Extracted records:
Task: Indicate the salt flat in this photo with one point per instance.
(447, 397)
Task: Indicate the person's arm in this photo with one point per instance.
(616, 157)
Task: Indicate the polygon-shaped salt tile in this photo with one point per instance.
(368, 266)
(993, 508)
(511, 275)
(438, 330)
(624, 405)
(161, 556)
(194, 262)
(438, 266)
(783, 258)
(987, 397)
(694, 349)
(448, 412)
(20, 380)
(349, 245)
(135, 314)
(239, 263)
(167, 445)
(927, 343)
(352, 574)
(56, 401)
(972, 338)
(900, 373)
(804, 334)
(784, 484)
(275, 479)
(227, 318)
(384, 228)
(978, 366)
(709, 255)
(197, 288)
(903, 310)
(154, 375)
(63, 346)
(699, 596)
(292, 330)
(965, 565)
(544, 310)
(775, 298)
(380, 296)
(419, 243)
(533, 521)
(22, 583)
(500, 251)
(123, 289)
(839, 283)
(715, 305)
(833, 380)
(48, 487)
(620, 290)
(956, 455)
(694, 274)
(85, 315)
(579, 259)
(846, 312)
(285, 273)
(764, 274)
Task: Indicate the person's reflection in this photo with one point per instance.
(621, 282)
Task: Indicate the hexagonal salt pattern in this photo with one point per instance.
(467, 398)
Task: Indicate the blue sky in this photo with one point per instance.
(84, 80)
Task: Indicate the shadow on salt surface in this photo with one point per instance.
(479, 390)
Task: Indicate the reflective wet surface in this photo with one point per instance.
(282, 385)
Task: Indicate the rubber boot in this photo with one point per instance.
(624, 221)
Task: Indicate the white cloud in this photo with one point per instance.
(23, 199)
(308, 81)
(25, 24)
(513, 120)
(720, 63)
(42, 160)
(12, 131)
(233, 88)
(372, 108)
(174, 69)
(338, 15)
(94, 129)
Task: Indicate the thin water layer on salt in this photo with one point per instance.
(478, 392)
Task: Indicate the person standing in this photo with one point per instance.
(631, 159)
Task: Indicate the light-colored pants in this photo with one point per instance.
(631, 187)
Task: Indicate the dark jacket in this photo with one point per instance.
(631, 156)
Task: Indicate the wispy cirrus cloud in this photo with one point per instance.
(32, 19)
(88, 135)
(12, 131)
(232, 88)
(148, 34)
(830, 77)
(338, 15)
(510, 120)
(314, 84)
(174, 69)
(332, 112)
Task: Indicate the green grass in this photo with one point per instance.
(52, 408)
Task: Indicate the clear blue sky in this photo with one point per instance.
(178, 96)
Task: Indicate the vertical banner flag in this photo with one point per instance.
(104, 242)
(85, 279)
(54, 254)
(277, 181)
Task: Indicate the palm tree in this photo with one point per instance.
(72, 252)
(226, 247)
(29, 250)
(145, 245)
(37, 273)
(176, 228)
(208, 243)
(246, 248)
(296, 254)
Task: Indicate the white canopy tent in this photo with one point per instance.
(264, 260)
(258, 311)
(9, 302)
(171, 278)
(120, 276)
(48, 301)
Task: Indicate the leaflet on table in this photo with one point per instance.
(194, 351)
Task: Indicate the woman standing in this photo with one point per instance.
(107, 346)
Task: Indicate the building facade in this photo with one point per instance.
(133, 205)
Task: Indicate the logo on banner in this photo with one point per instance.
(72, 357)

Description of the task: Retype all the data exactly, line for line.

Reply to the task:
Task: Indicate the salt flat in this photo with one point per instance.
(447, 397)
Task: Indicate the person's arm in this photo with one point per instance.
(616, 157)
Task: Indicate the polygon-shaped salt tile in this photo with one point per instance.
(368, 266)
(993, 508)
(511, 275)
(438, 330)
(624, 405)
(161, 556)
(194, 262)
(438, 266)
(783, 258)
(987, 397)
(694, 349)
(448, 412)
(20, 380)
(349, 245)
(135, 314)
(239, 263)
(167, 445)
(927, 343)
(352, 574)
(56, 401)
(972, 338)
(900, 373)
(804, 334)
(784, 484)
(275, 479)
(227, 318)
(384, 228)
(978, 366)
(709, 255)
(197, 288)
(903, 310)
(154, 375)
(63, 346)
(699, 596)
(292, 330)
(965, 565)
(544, 310)
(775, 298)
(380, 296)
(419, 243)
(533, 521)
(22, 583)
(500, 251)
(123, 289)
(839, 283)
(715, 305)
(833, 380)
(48, 487)
(620, 290)
(956, 455)
(694, 274)
(85, 315)
(579, 259)
(846, 312)
(285, 273)
(764, 274)
Task: Indicate the person's reflection in this photo with one point per instance.
(621, 282)
Task: Indicate the hexagonal salt pattern in this photo with one point per instance.
(467, 398)
Task: Indicate the blue sky in this photo with one point per instance.
(84, 80)
Task: Indicate the shadow on salt surface in this photo with one point per instance.
(479, 390)
Task: Indicate the reflective wet surface in this photo with one point per instance.
(282, 385)
Task: Indicate the rubber boot in this photo with one point per instance.
(624, 221)
Task: Indicate the white cloud in this photo with one point per instance.
(23, 199)
(308, 81)
(25, 24)
(513, 120)
(720, 63)
(42, 160)
(12, 131)
(233, 88)
(372, 108)
(174, 69)
(338, 15)
(94, 129)
Task: Indicate the thin water layer on salt in this photo with one point per instance.
(478, 392)
Task: Indicate the person standing in this photo with one point per instance.
(631, 159)
Task: Indicate the light-colored pants in this photo with one point per instance.
(631, 187)
Task: Indicate the dark jacket in this photo with one point per instance.
(631, 156)
Task: Indicate the wispy cirrus cloud in this photo with one point per instance.
(32, 19)
(88, 135)
(12, 131)
(232, 88)
(148, 34)
(830, 77)
(338, 15)
(510, 120)
(314, 84)
(174, 69)
(332, 112)
Task: Indicate the green grass in this photo with one point per instance.
(52, 408)
Task: Indicate the clear blue sky in this photo with one point per instance.
(178, 96)
Task: Indicate the vertical banner flag in this photo with one point per instance.
(104, 242)
(85, 279)
(54, 254)
(277, 181)
Task: Indicate the palm tree in this photo with one point per instance.
(72, 252)
(226, 247)
(29, 250)
(145, 245)
(37, 273)
(176, 228)
(208, 243)
(246, 248)
(296, 254)
Task: Indicate the white canopy tent in this photo with one point per instance.
(264, 260)
(258, 311)
(9, 302)
(171, 278)
(120, 276)
(48, 301)
Task: Indicate the leaflet on table in this photo with one point per instance.
(194, 351)
Task: Indicate the woman standing in this photo with one point per instance.
(107, 346)
Task: Indicate the building facade in this photo with one point per instance.
(133, 205)
Task: Indicate the logo on banner in this photo with one point per instance.
(72, 357)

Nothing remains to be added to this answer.